実施する作業:
1 > 提示文から、「夜具一組は敷きぶとん2枚・夜」を含む語句を起点とし、「による変質を防ぐ必要がある。」で終わる箇所を一字も変えずに書き写してください。
2 > 寝具についての提示文をもとに、次の問いに答えてください。
(a) 今日多く用いられている掛けぶとんの幅は、どの種類か。
(b) 敷きぶとんの詰め物にもっぱら用いられるものは何か。
(c) ふとん地としてもっともよいとされている織物は何か。

提示文:
──────────

寝るのに用いる用具の総称。ふとん、夜着、かい巻、毛布、タオルケット、枕(まくら)、敷布、寝巻、蚊帳(かや)、マットレス、ベッドそして、ハンモックやシュラーフザックなど、寝るために必要なものすべてが寝具に含まれる。夜具ともいう。
[藤本やす]
寝具の中心になっているものは、ふとんである。ふとんには敷きぶとん、掛けぶとんの別があり、大きさ、仕立て方による種類がある。大きさは現在JIS(ジス)規格により統一されている。ふとんの長さは、敷きぶとん、掛けぶとんともに190~210センチメートル。身長にあわせて丈を定める。敷きぶとんの幅は三布(みの)(102センチメートル)と四布(よの)(135センチメートル)とがある。関東式は三布ふとん引返し仕立て、関西式は四布ふとん鏡仕立てであるが、最近は全国的に三布引返し仕立てを用いている。掛けぶとんの幅は五布(いつの)(175センチメートル)、四布半(150センチメートル)、四布(135センチメートル)の種類がある。以前は五布ふとんが用いられたが、今日では四布半のふとんが多く用いられている。
夜具一組は敷きぶとん2枚・夜着1枚・掛けぶとん1枚、敷きぶとん2枚・掛けぶとん2枚、敷きぶとん1枚・マットレス1枚・掛けぶとん1枚など各種の組合せをする。体熱は掛けぶとんより敷きぶとんから失われやすいから、敷きぶとんを厚くし、掛けぶとんは薄く軽くすると、保温効果が大きく、寝心地がよい。
ふとんは、1日の疲れをいやし、十分な睡眠がとれるよう、次のような条件を備えていなければならない。保温性があること、吸湿・透湿性があること、軽くて柔らかいこと、取扱いが容易で衛生的であること、耐久性があり経済的であることなどである。これらの条件を備えたうえで、自由に色彩やデザインに配慮する。ふとん地は青梅(おうめ)夜具地、更紗(さらさ)、八端(はったん)など綿織物、絹織物、ほかに化合繊の織物があるが、汗を吸い取る綿織物がもっともよい。夏掛け用には麻、縮(ちぢみ)を用いる。
ふとんの詰め物(充填(じゅうてん)材)は、敷きぶとんには保温性、弾力性に富み、吸湿・透湿性に優れている木綿綿(もめんわた)がもっぱら用いられる。掛けぶとんには木綿綿のほかに羽毛、絹綿、羊毛綿、また新しく開発された合成綿が用いられている。合成綿は、軽くて暖かい長所をもっているが、熱に弱い欠点があり、湯たんぽ、こたつなどを使用するときは、直接ふとんに触れないように注意し、熱による変質を防ぐ必要がある。
マットレスには、天然ゴムを泡立てて固めたフォームラバーや、これにかわって合成樹脂でつくられたポリウレタンフォームなどがある。いずれも保温性はあるが、吸湿・透湿性が少ないので、木綿綿の敷きぶとんの下に併用するほうがよい。なお熱や直射日光に当てると老化しやすい欠点がある。

──────────

提供データ:
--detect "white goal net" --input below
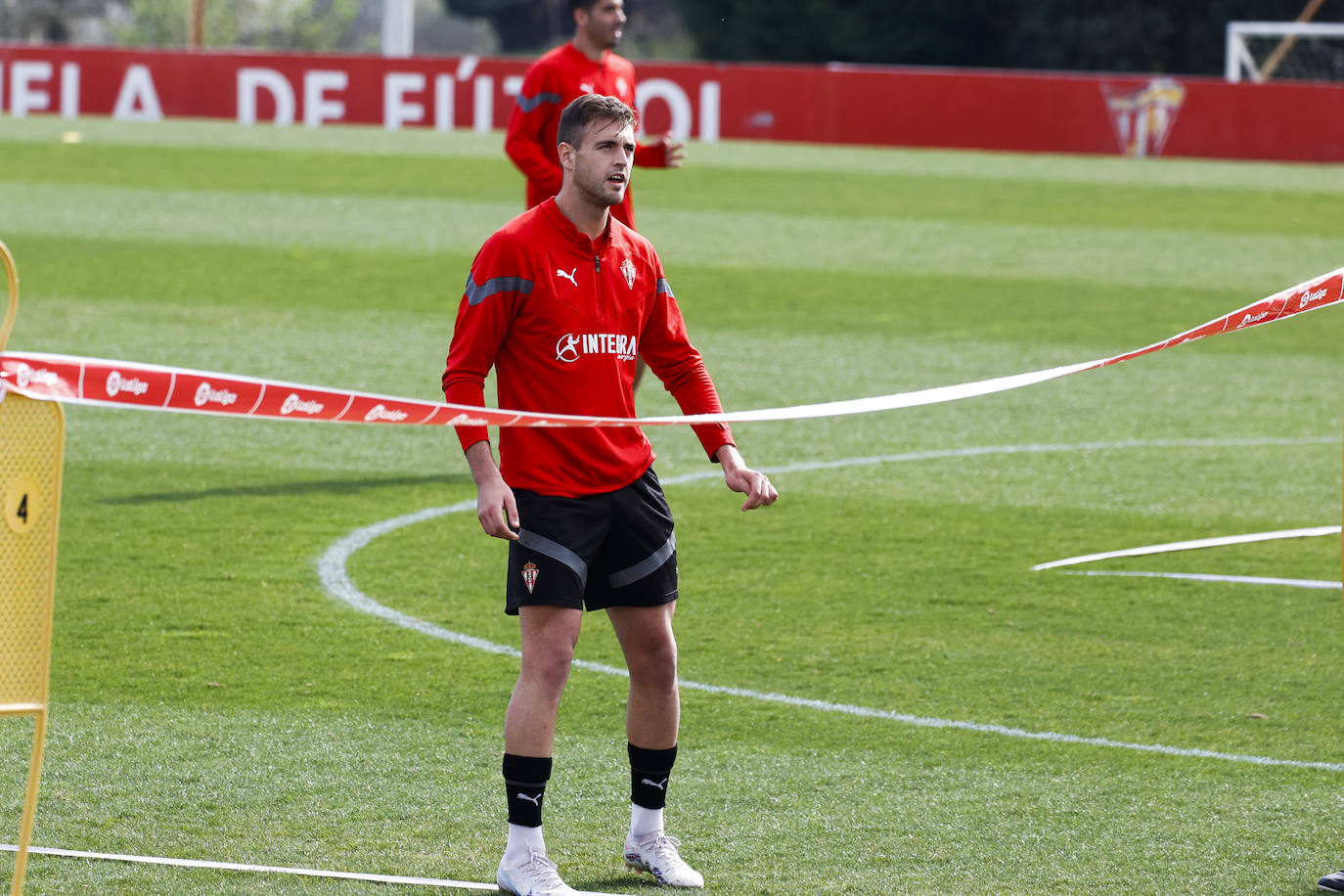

──────────

最終結果:
1 >
夜具一組は敷きぶとん2枚・夜着1枚・掛けぶとん1枚、敷きぶとん2枚・掛けぶとん2枚、敷きぶとん1枚・マットレス1枚・掛けぶとん1枚など各種の組合せをする。体熱は掛けぶとんより敷きぶとんから失われやすいから、敷きぶとんを厚くし、掛けぶとんは薄く軽くすると、保温効果が大きく、寝心地がよい。
ふとんは、1日の疲れをいやし、十分な睡眠がとれるよう、次のような条件を備えていなければならない。保温性があること、吸湿・透湿性があること、軽くて柔らかいこと、取扱いが容易で衛生的であること、耐久性があり経済的であることなどである。これらの条件を備えたうえで、自由に色彩やデザインに配慮する。ふとん地は青梅(おうめ)夜具地、更紗(さらさ)、八端(はったん)など綿織物、絹織物、ほかに化合繊の織物があるが、汗を吸い取る綿織物がもっともよい。夏掛け用には麻、縮(ちぢみ)を用いる。
ふとんの詰め物(充填(じゅうてん)材)は、敷きぶとんには保温性、弾力性に富み、吸湿・透湿性に優れている木綿綿(もめんわた)がもっぱら用いられる。掛けぶとんには木綿綿のほかに羽毛、絹綿、羊毛綿、また新しく開発された合成綿が用いられている。合成綿は、軽くて暖かい長所をもっているが、熱に弱い欠点があり、湯たんぽ、こたつなどを使用するときは、直接ふとんに触れないように注意し、熱による変質を防ぐ必要がある。

2 >
(a) 四布半（150センチメートル）
(b) 木綿綿
(c) 綿織物